▸ PROMPT
Filter the data for lines with the word "shadow", then copy every line so identified.

▸ GIVEN INFORMATION
————
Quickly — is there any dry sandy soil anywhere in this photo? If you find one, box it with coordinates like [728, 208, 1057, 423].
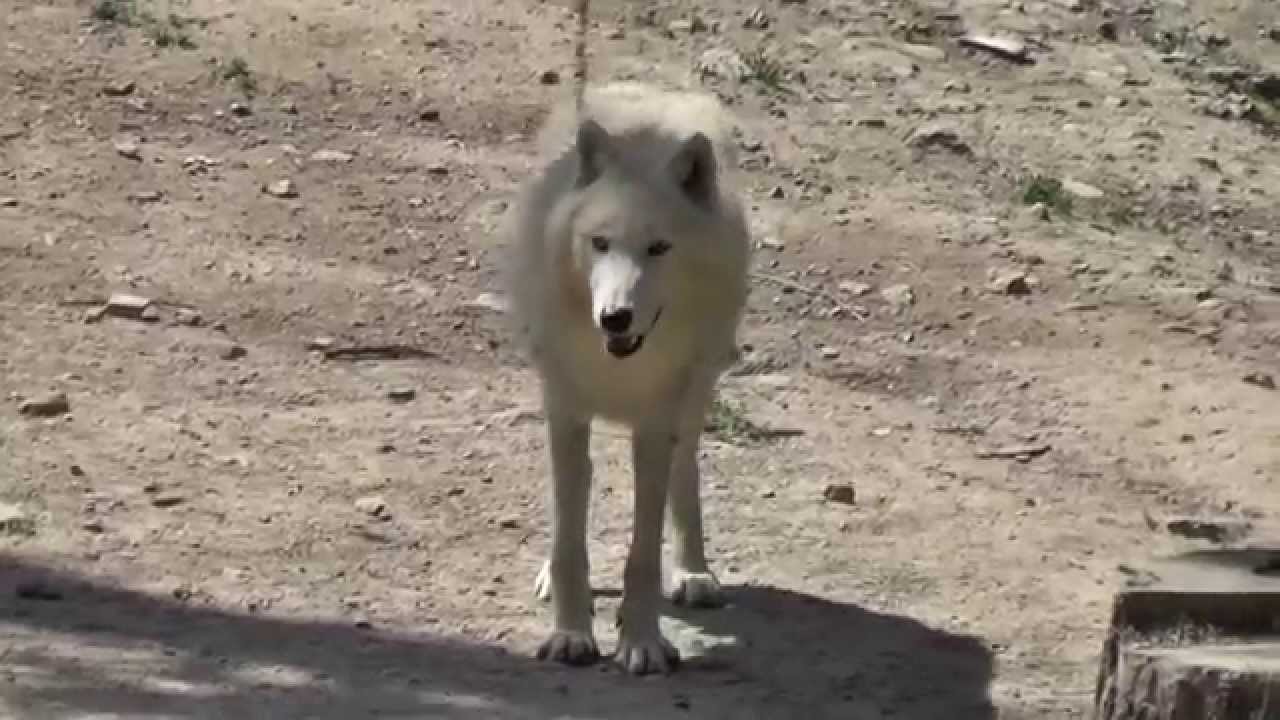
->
[3, 0, 1280, 717]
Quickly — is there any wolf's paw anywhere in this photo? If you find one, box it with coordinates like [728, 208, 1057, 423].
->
[614, 629, 680, 675]
[533, 561, 552, 602]
[670, 570, 724, 609]
[536, 630, 600, 666]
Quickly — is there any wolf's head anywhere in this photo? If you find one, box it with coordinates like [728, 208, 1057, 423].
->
[562, 119, 720, 359]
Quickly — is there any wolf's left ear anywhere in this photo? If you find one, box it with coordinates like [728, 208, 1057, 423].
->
[669, 132, 717, 206]
[575, 119, 611, 188]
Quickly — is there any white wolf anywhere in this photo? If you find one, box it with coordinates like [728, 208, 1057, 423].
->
[502, 82, 751, 675]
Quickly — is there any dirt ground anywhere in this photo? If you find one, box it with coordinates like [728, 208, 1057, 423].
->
[2, 0, 1279, 717]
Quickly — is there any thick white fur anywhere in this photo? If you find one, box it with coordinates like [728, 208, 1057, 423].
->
[502, 82, 751, 675]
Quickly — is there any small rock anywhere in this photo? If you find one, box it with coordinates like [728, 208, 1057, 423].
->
[150, 493, 186, 508]
[218, 344, 247, 361]
[81, 519, 105, 533]
[696, 48, 750, 81]
[960, 34, 1028, 62]
[906, 123, 971, 155]
[130, 190, 163, 203]
[987, 270, 1033, 296]
[0, 504, 36, 536]
[1165, 515, 1251, 544]
[419, 108, 441, 122]
[1021, 202, 1050, 222]
[769, 185, 786, 199]
[83, 306, 107, 324]
[463, 292, 509, 314]
[264, 179, 298, 198]
[901, 43, 945, 63]
[839, 281, 872, 297]
[1253, 72, 1280, 102]
[355, 496, 390, 519]
[19, 393, 70, 418]
[310, 149, 354, 164]
[103, 79, 136, 97]
[307, 337, 337, 352]
[140, 305, 160, 323]
[426, 163, 449, 176]
[229, 102, 252, 117]
[387, 387, 416, 403]
[0, 197, 17, 207]
[174, 308, 203, 326]
[819, 346, 841, 359]
[539, 70, 561, 85]
[1243, 371, 1276, 390]
[114, 137, 141, 160]
[498, 516, 521, 529]
[823, 484, 856, 505]
[1062, 179, 1104, 200]
[108, 294, 156, 320]
[880, 283, 916, 308]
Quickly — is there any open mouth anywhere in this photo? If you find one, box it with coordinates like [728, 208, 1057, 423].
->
[603, 308, 661, 359]
[605, 334, 645, 358]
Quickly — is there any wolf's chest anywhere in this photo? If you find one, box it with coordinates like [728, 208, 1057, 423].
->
[548, 323, 693, 424]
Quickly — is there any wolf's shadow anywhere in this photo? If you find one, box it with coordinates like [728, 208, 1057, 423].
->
[0, 557, 997, 719]
[667, 583, 998, 719]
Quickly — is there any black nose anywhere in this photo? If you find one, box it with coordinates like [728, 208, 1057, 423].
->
[600, 308, 633, 334]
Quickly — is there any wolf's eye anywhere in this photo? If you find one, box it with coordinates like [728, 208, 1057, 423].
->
[590, 236, 609, 253]
[647, 240, 672, 257]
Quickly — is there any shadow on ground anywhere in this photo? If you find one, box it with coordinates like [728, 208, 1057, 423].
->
[0, 557, 995, 719]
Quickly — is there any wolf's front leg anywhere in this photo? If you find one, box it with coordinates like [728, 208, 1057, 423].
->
[668, 428, 724, 608]
[668, 383, 724, 608]
[535, 410, 599, 666]
[615, 426, 680, 675]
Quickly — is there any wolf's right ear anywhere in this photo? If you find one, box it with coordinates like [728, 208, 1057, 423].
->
[574, 119, 611, 188]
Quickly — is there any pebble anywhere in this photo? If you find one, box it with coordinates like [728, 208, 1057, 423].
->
————
▸ TASK RESULT
Quickly — is there any wolf's shadow anywhere in this photo? If you find one, box it with coordinates like [728, 208, 1057, 423].
Quickly — is there any shadow on ground anywhere in this photo? If you find one, box it with coordinates like [728, 208, 1057, 423].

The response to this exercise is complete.